• PARTS OF THE EXERCISE:
a – Can you transcribe the stretch of the HUD staffing passage from "Handelman’s presentation opened" through "the 2019 level." word for word?
b – How would you render this sentence from the HUD staffing passage in Spanish: "In the past two years hiring ticked up, but is still near all-time lows."

--- PROVIDED PASSAGE Enclosed Below ---

Handelman’s presentation opened with an outline of longstanding challenges in staffing that the MFH faces. The number of staff in the office had been falling for decades, under presidents of both parties, reaching a nadir in 2018. In the past two years hiring ticked up, but is still near all-time lows. (HUD overall has half the workers that it did in the early 1990s.) That understaffing proved especially galling last year, as the total volume of loan production skyrocketed during the pandemic, shooting up almost $10 billion from the 2019 level.

“I’m sure you at the local level are feeling some of the effects of the gap between that production level and the staffing level,” said Handelman, who noted that 290 new employees were hired last year, bringing his office’s staff to close to 1,100. But while he anticipated a similar flood of loan production in 2021, Handelman argued that with interest rates at historic lows, these years will probably be the peak and staff doesn’t necessarily need to be brought up to a level to accommodate this volume of activity.

“Last year was a big year, this year is going to be a big year,” Handelman said. “[But] when we staff, we don’t staff for last year, we staff for the long term. We have to manage as an entity that’s open in all environments . . . we have to aim for the high middle.”

--- End of Enclosed PROVIDED PASSAGE ---
--- EXERCISE DATA Enclosed Below ---

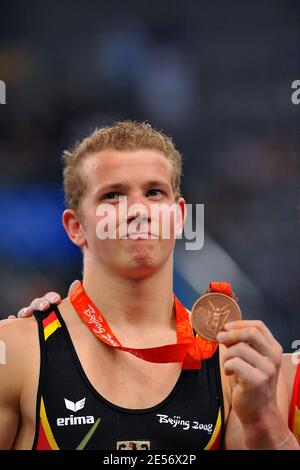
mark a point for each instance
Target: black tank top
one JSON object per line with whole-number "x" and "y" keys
{"x": 71, "y": 414}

--- End of Enclosed EXERCISE DATA ---

• EXPECTED OUTPUTS:
a –
Handelman’s presentation opened with an outline of longstanding challenges in staffing that the MFH faces. The number of staff in the office had been falling for decades, under presidents of both parties, reaching a nadir in 2018. In the past two years hiring ticked up, but is still near all-time lows. (HUD overall has half the workers that it did in the early 1990s.) That understaffing proved especially galling last year, as the total volume of loan production skyrocketed during the pandemic, shooting up almost $10 billion from the 2019 level.

b – En los últimos dos años la contratación aumentó un poco, pero sigue cerca de sus mínimos históricos.